--- STATED TASK ---
Copy out the stretch of material from the line containing "Isolate sign post." through the end of the material, requests included, and shift every bounding box coordinate in the answers by adding -84.

[Excerpt from a dataset]
________________________________________

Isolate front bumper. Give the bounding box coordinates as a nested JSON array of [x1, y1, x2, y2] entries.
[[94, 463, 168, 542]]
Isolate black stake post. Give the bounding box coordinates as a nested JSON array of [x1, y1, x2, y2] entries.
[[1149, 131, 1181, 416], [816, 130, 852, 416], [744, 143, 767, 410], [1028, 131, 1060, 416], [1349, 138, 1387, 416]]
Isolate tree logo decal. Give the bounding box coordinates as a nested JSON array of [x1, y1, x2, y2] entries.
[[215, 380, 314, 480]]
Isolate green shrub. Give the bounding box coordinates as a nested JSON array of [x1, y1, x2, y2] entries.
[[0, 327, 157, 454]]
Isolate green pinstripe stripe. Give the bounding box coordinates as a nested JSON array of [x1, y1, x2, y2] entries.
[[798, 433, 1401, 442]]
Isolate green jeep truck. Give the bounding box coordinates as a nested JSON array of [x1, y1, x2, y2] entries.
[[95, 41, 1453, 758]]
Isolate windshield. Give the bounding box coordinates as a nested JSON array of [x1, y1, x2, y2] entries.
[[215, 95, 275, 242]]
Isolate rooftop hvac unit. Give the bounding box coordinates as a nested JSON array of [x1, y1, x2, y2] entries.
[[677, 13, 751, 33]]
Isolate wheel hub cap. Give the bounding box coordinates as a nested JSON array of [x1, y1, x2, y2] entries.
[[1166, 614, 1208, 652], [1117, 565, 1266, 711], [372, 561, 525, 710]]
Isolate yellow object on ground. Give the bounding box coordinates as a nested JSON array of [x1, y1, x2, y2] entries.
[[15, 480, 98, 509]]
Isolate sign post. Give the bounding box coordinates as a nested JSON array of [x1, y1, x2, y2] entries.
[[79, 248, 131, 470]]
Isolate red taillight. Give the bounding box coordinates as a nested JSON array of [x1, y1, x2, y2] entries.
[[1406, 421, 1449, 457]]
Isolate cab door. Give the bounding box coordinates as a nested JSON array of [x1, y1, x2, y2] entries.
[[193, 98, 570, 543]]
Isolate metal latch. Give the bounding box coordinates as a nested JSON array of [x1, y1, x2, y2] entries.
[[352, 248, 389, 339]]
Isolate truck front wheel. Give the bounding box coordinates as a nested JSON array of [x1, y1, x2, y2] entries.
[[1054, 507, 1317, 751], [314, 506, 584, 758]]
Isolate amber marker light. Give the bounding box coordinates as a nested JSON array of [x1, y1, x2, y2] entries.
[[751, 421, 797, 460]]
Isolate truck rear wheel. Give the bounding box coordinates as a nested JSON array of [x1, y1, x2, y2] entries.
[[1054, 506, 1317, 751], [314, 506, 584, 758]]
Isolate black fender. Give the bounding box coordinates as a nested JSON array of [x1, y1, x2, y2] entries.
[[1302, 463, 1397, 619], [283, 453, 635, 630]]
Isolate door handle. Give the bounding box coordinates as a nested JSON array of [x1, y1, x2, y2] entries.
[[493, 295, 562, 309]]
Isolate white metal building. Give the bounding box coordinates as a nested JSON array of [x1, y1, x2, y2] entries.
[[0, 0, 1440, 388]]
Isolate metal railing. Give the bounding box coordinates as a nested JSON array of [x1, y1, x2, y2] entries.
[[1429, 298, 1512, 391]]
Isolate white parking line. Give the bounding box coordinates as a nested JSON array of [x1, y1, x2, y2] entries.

________________________________________

--- FULL ANSWER ---
Isolate sign post. Give the bounding box coordinates as a nested JSON array of [x1, y1, x2, y2] entries.
[[-5, 164, 47, 386]]
Isolate red taillight. Give the bounding box coordinates as a nested JSON array of [x1, y1, x2, y2] entries.
[[1322, 337, 1365, 373]]
Isolate cab door. Give the bounding box coordinates as a nested JSON array of [x1, y1, x2, y2] entries.
[[109, 14, 486, 459]]
Isolate metal latch. Give the bounding box coordinates as a nested JSON array of [x1, y1, x2, y2] entries.
[[268, 164, 305, 255]]
Isolate truck front wheel. Give the bounding box coordinates as a nested JSON array of [x1, y1, x2, y2] entries.
[[970, 423, 1233, 667], [230, 422, 500, 674]]
Isolate amber marker light. Give the bounding box coordinates as a nested JSON array of [x1, y1, x2, y2] entries.
[[667, 337, 713, 376]]
Isolate truck rear wheel. Give the bounding box coordinates as a nested JSON array of [x1, y1, x2, y2] entries.
[[970, 422, 1233, 667], [230, 422, 500, 674]]
Isolate black fender. Give the bounding box coordinates as a nested JSON array of [x1, y1, x2, y2] entries.
[[1218, 379, 1313, 535], [199, 369, 551, 546]]
Isolate door handle. Give the bounding box coordinates as a nested JSON array of [x1, y1, x2, y2] entries.
[[409, 211, 478, 225]]
Isolate white metal building. Give the bounding box coordinates as a nested JSON array of [x1, y1, x2, y2] entries.
[[-84, -84, 1356, 304]]
Isolate metal railing. Give the bounding box coordinates as a nested JSON array of [x1, y1, x2, y2] entries.
[[1345, 214, 1428, 307]]
Isolate white parking line. Give the bounding box coordinates as a nested JSON array of [x1, y1, x2, y2] entries.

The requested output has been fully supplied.